Exercise inputs ->
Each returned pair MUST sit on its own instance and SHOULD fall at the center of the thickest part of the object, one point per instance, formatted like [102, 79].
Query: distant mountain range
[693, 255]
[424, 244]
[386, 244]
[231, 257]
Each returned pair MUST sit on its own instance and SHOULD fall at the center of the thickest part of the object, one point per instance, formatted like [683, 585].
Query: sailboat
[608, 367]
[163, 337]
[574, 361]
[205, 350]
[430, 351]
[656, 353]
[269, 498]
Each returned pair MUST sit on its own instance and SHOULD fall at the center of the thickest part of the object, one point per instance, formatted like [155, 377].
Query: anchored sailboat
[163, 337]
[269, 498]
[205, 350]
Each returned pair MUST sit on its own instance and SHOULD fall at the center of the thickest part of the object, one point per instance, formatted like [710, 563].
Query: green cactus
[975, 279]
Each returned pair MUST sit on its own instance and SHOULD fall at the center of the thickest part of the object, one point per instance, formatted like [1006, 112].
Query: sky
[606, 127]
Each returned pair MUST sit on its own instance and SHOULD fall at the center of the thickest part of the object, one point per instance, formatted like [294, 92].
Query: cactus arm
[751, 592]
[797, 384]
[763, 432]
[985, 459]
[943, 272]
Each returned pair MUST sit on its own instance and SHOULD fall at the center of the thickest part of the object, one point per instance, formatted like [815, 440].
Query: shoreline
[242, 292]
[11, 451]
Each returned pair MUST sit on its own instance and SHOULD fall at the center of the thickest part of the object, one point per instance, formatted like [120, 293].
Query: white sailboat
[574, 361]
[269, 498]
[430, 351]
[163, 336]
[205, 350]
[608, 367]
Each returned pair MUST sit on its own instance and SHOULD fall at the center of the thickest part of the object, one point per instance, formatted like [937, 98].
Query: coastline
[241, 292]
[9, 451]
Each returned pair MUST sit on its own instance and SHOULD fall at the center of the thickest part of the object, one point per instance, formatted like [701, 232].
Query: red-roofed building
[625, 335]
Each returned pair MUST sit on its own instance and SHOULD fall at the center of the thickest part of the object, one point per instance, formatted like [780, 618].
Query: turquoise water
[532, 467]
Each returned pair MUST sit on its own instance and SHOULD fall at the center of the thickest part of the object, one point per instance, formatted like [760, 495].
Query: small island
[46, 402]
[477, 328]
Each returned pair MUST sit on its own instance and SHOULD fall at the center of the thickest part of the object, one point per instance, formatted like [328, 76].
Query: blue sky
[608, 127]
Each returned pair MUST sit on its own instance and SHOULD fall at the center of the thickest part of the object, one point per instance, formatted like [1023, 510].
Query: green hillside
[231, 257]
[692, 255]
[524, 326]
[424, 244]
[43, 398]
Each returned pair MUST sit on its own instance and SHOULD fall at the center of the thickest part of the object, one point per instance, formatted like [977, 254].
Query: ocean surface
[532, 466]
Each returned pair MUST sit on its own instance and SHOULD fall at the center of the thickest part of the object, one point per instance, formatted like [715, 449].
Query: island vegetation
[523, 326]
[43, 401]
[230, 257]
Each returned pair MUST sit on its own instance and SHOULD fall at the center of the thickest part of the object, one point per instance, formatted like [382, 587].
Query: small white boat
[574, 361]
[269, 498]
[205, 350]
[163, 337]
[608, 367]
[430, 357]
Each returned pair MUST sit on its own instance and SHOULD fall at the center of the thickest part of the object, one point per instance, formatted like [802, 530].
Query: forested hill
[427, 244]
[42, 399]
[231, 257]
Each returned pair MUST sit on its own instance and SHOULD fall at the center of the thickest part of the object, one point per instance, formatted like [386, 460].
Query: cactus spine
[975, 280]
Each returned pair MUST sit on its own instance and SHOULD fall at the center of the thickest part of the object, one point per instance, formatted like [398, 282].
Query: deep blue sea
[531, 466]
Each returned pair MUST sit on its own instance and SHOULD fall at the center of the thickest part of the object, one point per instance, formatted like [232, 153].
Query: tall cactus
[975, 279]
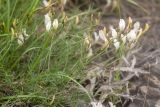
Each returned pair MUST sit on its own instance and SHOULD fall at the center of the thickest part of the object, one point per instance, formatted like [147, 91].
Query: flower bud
[131, 36]
[122, 24]
[55, 24]
[47, 22]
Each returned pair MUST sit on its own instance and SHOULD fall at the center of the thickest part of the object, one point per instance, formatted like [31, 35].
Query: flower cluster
[126, 35]
[47, 19]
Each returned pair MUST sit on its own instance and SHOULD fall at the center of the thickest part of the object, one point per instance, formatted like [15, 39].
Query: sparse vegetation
[62, 53]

Your task -> Although the records above include pictures, the copy must contain only their exact text.

Exercise solution ->
Each returned pair MUST sit on its own instance and SHOULD fall at the center of the thickest part of the object, one point per instance, formatted like [102, 79].
Query: distant mountain range
[693, 255]
[424, 244]
[386, 244]
[231, 257]
Each returned pair MUST sit on its own instance and SHOULD fall at the center of the thickest part of the object, one point per instance, formatted like [683, 585].
Query: sailboat
[608, 367]
[163, 337]
[574, 361]
[205, 350]
[430, 351]
[656, 353]
[269, 498]
Each returned pair MUST sit on its own instance and SHOULD fall at the center of the thickest part of the object, one point per instance, formatted like [155, 377].
Query: anchored sailboat
[163, 337]
[269, 498]
[205, 350]
Each returned pair MUST sit on its own instance and SHOULD fall at the center of the thickest part of the object, one point per instance, formatted like [710, 563].
Query: green cactus
[975, 279]
Each returned pair MUST sit on its own instance and SHOULD fall at the center of the thickest part of the object, one point per instance, formatted like [1006, 112].
Query: sky
[606, 127]
Each returned pair MUST sit on its own instance and SHOULD fall at the center of the thickest part of the object, one point per instance, formatted like [294, 92].
Query: cactus arm
[751, 592]
[797, 384]
[763, 432]
[985, 459]
[943, 272]
Each returned pair MUST sit on its own instance and SHOULD fall at the center of the thickest part of the object, one point per instance, formatted like [815, 440].
Query: shoreline
[242, 292]
[11, 451]
Each returned pair MUST sit on its own instance and SHOULD fall at the center of the thickest part of the object, one point per instance, formatted like [120, 293].
Query: white sailboat
[574, 361]
[269, 498]
[430, 351]
[163, 336]
[205, 350]
[608, 367]
Each returned pair MUST sit on its own instance and SHOULD fall at the center of the thickest part of the object, one point per instance, formatted like [937, 98].
Query: coastline
[241, 292]
[9, 451]
Each returned pair MUST sit on its own instance and SHOULD fall at the center of the thickest part of the object, one point per instance, formatted like [701, 232].
Query: red-roofed building
[625, 335]
Each returned pair MUST sit on its own instance and SHOULD fall at the center of the thickest part of the object, one point per instance, formatted like [780, 618].
Query: turquoise water
[532, 467]
Each returned pair MUST sit on its own instance and SHOULD fall at the center of the thickest part of the object, one point per instance, formatted like [760, 495].
Query: small island
[46, 402]
[477, 328]
Each returned pair MUST sit on its own instance and SHOULD fall at the center of the thickest part of the object, one point per instance, formatted like [328, 76].
Query: blue sky
[608, 127]
Each returned pair MUST sit on its own instance and SHOULD fall at the center of the thickest part of the object, one point per instance, formatted like [1023, 510].
Query: green hillside
[231, 257]
[692, 255]
[524, 326]
[424, 244]
[43, 398]
Each returned pair MUST sit on its own instance and SHOULD fall at the center of the thickest part of the object, one point per instance, formatted like [977, 254].
Query: ocean surface
[532, 466]
Each returned pair MUST sit on its own instance and SHOULD fall at the center of the thickest part of the object, one point per instance, formatted like [715, 449].
Query: island vegetation
[523, 326]
[43, 401]
[230, 257]
Each returned pair MUST sit on its own instance and SHOULD fall at the center of the thickest part of the object, one point per instance, formatted like [382, 587].
Query: small white boat
[574, 361]
[269, 498]
[205, 350]
[163, 337]
[608, 367]
[430, 357]
Each returned pair MUST sit on its own instance and SHOULD fall at the center of the thickest part of the object, one point per instance, formatted like [802, 530].
Query: forested hill
[427, 244]
[42, 399]
[231, 257]
Each returned pair MUST sit on its own instance and SHOULD fall at the center of the thickest part of the object, one point per instance, formatted like [386, 460].
Query: cactus spine
[975, 280]
Each returned pair MUST sit on its own instance and SHOULD fall at the center of the thickest part of the object, one point per instance, formatted like [398, 282].
Query: deep blue sea
[531, 466]
Each returned pair MUST sit on its own instance and SHOULD fall at the center of the thickest part of the object, one point per instance, formatted like [232, 153].
Query: tall cactus
[975, 279]
Each returned pair MUST sit on its own instance and SHOULD fall at the center of the thickest part of the object, one point per instance, formatted like [147, 91].
Query: flower bud
[131, 36]
[122, 24]
[55, 24]
[47, 22]
Each returned pair MUST sit on its own instance and SHOULD fall at the center of the thickest part of the object, one point per instance, formatted like [31, 35].
Query: flower cluster
[126, 35]
[47, 19]
Each returned pair MUST sit on its own instance and SHOULD fall at the center of the thickest part of the object, one point per instance, formatted like [15, 39].
Query: sparse vegetation
[62, 53]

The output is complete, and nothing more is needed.